[Stored dataset items]
**********

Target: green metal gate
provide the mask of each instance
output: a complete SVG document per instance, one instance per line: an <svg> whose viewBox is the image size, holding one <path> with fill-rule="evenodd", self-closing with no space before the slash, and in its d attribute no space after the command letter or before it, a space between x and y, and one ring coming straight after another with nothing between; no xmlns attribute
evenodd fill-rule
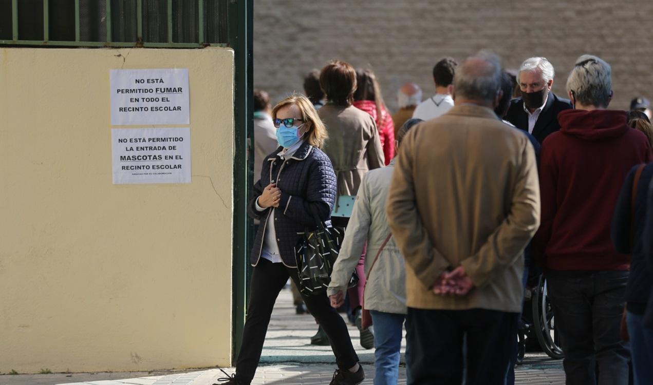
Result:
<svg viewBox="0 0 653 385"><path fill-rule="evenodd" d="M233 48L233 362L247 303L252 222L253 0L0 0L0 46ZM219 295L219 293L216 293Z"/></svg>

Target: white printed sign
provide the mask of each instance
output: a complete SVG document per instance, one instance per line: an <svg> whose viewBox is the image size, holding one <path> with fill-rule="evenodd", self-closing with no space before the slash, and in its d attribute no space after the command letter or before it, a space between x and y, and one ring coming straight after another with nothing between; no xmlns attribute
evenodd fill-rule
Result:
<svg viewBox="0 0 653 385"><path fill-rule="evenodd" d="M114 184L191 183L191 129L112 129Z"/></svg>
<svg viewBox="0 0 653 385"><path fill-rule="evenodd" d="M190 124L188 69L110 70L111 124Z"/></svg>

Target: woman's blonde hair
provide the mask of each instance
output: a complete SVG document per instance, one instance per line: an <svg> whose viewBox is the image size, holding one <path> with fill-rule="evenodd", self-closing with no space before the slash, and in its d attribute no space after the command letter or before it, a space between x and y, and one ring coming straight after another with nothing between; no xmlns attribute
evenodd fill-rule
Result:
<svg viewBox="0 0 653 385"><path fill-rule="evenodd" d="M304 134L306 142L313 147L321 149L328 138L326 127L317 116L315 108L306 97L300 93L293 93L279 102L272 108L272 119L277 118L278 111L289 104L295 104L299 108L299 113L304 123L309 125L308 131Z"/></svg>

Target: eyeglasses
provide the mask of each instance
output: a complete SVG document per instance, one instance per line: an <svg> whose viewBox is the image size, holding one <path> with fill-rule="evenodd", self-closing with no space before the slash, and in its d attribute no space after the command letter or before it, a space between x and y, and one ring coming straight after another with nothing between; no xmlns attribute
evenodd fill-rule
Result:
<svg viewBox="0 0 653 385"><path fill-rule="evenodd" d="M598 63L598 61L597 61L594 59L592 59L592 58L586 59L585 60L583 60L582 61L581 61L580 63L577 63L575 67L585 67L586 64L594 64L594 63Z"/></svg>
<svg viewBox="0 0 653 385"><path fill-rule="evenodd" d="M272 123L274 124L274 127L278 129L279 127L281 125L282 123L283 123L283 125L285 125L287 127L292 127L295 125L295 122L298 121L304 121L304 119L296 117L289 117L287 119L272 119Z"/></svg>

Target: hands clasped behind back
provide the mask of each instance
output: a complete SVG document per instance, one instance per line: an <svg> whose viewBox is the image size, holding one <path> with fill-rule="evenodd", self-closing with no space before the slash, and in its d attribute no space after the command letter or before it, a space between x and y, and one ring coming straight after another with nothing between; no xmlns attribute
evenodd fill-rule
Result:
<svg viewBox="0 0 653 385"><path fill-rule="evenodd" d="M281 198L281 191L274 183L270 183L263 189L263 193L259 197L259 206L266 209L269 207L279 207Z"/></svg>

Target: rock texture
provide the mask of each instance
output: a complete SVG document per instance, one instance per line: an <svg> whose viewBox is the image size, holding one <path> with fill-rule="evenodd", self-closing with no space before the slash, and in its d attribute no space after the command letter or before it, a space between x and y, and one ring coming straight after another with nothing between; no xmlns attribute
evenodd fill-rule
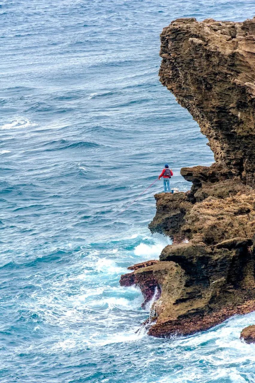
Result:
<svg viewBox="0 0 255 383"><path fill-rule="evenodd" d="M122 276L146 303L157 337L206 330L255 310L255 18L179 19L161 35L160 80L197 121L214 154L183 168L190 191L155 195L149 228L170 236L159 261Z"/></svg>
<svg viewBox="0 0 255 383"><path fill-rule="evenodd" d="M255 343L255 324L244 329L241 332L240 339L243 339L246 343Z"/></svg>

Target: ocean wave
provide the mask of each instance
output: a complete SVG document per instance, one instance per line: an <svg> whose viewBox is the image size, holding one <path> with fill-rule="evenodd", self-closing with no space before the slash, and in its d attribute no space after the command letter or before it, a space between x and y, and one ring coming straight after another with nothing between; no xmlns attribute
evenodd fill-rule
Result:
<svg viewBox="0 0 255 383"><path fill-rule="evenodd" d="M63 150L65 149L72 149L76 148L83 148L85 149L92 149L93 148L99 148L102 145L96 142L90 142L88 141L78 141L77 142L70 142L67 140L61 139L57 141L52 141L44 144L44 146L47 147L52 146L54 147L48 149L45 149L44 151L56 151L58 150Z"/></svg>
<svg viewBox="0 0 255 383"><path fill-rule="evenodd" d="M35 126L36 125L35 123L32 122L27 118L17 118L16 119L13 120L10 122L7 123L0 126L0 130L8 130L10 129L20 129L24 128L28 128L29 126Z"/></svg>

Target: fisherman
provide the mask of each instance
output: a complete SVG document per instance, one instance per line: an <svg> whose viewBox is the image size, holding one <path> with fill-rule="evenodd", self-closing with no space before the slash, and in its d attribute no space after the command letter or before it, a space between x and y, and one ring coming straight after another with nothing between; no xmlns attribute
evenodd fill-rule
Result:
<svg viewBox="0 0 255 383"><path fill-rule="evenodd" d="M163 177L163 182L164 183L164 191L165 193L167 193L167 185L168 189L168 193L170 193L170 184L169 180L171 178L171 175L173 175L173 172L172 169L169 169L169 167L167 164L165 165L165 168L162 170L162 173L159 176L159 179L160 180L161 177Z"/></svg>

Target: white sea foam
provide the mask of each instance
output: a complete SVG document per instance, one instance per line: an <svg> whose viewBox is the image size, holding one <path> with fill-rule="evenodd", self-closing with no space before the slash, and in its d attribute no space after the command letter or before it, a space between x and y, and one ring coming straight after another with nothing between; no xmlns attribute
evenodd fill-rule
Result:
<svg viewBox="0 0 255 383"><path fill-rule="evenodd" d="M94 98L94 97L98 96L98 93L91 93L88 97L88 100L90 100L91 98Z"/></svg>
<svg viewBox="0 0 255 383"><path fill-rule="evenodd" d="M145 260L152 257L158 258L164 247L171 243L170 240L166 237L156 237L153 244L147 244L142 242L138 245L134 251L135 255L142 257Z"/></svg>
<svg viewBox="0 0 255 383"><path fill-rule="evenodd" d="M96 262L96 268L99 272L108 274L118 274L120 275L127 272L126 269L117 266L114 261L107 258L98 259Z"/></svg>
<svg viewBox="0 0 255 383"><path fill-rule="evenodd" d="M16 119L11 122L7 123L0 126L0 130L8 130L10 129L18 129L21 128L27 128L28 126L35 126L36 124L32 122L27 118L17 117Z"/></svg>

**********

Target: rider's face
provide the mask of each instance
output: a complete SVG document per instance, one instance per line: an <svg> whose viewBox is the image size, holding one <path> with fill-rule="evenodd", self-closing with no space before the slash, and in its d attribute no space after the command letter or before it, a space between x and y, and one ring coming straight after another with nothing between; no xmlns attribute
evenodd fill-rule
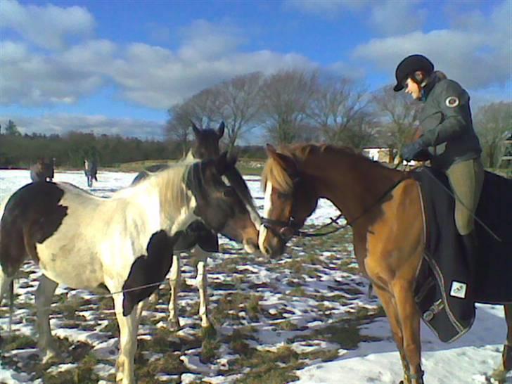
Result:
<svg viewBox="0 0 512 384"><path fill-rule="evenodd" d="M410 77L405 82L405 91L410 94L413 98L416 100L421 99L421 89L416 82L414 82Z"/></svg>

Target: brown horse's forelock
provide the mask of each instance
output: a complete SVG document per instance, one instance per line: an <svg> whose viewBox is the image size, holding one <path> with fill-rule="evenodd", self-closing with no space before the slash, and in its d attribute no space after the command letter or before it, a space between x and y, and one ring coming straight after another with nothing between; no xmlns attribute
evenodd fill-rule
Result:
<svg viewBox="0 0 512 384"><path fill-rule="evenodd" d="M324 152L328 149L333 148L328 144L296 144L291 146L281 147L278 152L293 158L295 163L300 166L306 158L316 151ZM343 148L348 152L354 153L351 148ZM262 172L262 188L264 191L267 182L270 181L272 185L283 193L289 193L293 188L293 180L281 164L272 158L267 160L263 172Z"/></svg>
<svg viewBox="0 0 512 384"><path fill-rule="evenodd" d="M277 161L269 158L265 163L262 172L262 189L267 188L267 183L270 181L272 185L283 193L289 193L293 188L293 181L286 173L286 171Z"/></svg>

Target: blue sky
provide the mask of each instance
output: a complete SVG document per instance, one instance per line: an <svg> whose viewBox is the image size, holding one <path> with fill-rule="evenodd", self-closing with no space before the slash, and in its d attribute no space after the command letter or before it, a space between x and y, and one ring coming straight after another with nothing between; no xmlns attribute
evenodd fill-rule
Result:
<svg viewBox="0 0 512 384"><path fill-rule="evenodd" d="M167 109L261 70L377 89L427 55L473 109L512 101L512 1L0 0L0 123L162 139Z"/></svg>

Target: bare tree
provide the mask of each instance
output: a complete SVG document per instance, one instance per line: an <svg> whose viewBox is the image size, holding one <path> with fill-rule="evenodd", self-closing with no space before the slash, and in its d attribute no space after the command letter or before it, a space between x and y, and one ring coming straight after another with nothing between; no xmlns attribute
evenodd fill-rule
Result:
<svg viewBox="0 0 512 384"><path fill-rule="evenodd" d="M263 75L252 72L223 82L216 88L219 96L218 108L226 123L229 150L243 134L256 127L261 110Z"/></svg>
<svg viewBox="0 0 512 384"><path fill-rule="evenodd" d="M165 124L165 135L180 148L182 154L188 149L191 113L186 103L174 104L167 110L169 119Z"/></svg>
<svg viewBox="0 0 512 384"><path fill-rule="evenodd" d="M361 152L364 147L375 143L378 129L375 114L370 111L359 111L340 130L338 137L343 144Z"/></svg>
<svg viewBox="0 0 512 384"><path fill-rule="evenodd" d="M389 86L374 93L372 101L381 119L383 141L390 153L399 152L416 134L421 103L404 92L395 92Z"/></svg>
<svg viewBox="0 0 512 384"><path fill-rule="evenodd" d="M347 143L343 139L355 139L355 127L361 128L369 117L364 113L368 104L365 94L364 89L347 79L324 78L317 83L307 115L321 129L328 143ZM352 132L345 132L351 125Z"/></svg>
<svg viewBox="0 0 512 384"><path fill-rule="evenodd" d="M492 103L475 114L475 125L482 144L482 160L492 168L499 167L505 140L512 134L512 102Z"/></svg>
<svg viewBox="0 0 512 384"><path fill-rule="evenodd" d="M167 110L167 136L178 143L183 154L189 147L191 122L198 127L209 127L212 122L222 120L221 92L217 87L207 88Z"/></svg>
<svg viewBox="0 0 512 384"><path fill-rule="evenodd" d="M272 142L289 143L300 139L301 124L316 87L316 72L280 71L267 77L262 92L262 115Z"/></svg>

**********

Task description =
Rewrite the entries from the line that has "Target: green metal gate" through the line that has "124L188 69L110 70L111", replacing "printed sign" with "paper sign" and keeping everything else the same. Leave the pictures out.

Reply =
Target: green metal gate
provide the mask of each instance
output: a complete SVG document per instance, one instance per line: an <svg> whose viewBox is the image size, holding one <path> with fill-rule="evenodd", self-closing with no space before the slash, and in its d attribute no space after the command letter or before it, a space between x and y, and one ring coming straight after another with nothing between; no xmlns attribute
evenodd fill-rule
Result:
<svg viewBox="0 0 653 385"><path fill-rule="evenodd" d="M233 48L233 362L247 303L252 222L253 0L0 0L0 46ZM219 295L219 293L216 293Z"/></svg>

Target: white paper sign
provide the mask of each instance
output: a complete SVG document per instance, one instance per line: an <svg> whose viewBox is the image size, holding one <path> with fill-rule="evenodd", self-closing with no space before the slash, and in its d attribute no space after the command letter or before it, a space between x and y, and one ring coming straight after another with nothing between; no xmlns attribute
evenodd fill-rule
Result:
<svg viewBox="0 0 653 385"><path fill-rule="evenodd" d="M114 184L191 183L191 129L112 129Z"/></svg>
<svg viewBox="0 0 653 385"><path fill-rule="evenodd" d="M190 124L188 69L110 70L111 124Z"/></svg>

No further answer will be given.